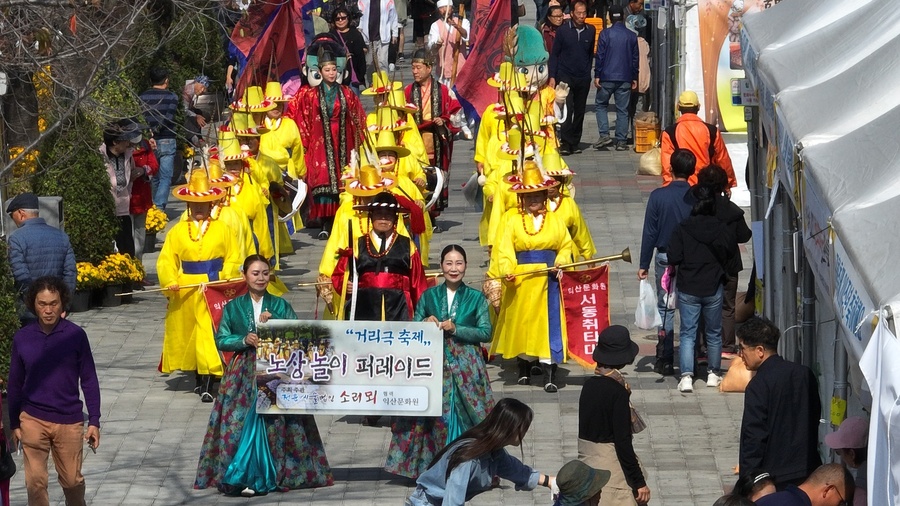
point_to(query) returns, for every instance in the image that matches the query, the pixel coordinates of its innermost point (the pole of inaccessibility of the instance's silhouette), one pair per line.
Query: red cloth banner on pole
(490, 21)
(585, 298)
(217, 296)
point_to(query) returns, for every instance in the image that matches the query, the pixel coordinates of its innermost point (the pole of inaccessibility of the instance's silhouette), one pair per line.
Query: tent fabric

====

Print every line above word for word, leaving out the picture.

point_to(query) returns, for every instance in the image that matches the query, the pixel coordinates of its innermost point (the pole of inaccessibility of the instance's silhouette), one pair per line.
Query: red cloth banner on pole
(490, 21)
(585, 298)
(217, 296)
point_to(query) returns, for every instance in the image that matches the query, the pixel coordinates of its innermost point (the pole of inaccessibility of the instance's silhouette), one pair per line.
Query: tent fabric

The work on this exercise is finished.